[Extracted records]
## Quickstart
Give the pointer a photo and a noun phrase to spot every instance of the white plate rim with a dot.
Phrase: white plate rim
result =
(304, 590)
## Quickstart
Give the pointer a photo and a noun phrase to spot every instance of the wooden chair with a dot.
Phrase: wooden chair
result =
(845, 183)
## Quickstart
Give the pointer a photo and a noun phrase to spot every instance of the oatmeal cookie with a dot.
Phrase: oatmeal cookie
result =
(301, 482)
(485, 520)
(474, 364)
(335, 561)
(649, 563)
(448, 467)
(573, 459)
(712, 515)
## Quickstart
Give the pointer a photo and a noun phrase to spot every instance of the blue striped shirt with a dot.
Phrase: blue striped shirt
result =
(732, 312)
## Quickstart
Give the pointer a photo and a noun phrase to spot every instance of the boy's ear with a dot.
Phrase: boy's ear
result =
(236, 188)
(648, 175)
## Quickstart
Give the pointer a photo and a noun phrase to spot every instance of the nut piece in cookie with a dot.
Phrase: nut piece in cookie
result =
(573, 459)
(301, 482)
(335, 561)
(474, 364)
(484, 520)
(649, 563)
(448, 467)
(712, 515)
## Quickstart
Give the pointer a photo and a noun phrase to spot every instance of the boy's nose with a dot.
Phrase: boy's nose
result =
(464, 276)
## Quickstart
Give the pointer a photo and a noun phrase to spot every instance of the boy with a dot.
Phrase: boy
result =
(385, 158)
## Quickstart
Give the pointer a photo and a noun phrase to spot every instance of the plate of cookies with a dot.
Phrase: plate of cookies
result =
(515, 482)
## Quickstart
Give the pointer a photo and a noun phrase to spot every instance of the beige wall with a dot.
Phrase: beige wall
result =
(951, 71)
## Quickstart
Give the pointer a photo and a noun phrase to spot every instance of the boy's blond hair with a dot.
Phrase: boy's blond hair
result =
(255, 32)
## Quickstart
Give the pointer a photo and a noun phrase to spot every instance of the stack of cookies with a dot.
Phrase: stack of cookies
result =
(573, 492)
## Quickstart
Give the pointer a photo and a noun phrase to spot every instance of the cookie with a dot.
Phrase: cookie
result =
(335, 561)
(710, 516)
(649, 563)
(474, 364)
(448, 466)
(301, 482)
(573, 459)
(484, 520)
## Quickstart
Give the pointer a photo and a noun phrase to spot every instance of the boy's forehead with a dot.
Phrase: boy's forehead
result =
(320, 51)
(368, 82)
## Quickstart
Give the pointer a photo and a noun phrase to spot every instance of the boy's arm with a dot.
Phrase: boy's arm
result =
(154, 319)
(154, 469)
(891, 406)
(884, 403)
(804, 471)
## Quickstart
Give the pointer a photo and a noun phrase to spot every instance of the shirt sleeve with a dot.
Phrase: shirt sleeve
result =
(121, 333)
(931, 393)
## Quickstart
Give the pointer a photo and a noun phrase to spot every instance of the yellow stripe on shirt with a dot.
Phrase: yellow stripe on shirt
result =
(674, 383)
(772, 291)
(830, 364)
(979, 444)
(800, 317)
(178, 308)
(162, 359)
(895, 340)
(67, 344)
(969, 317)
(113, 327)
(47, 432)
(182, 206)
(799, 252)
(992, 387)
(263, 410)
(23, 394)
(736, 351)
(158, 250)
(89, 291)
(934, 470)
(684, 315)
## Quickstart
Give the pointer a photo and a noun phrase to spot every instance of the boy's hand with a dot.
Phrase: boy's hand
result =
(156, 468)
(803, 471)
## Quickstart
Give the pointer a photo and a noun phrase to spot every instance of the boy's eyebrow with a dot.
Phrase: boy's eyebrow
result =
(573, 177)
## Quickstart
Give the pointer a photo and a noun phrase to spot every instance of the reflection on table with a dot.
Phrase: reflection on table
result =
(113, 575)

● **EXERCISE INSTRUCTIONS**
Return exactly the lines above from the line that has "oatmeal cookie with a dot." through the line that has "striped shirt with a dot.", inclusive, and nothing else.

● **RESULT FOR THIS EXERCISE**
Give the pointer a photo and a noun phrase to spot every instance of the oatmeal cookie with a dot.
Phrase: oatmeal cookie
result =
(301, 482)
(485, 520)
(474, 364)
(335, 561)
(649, 563)
(448, 467)
(573, 459)
(712, 515)
## Quickstart
Give the pointer a photo and a noun phrase to spot every instance of the blue striped shirt with a dot.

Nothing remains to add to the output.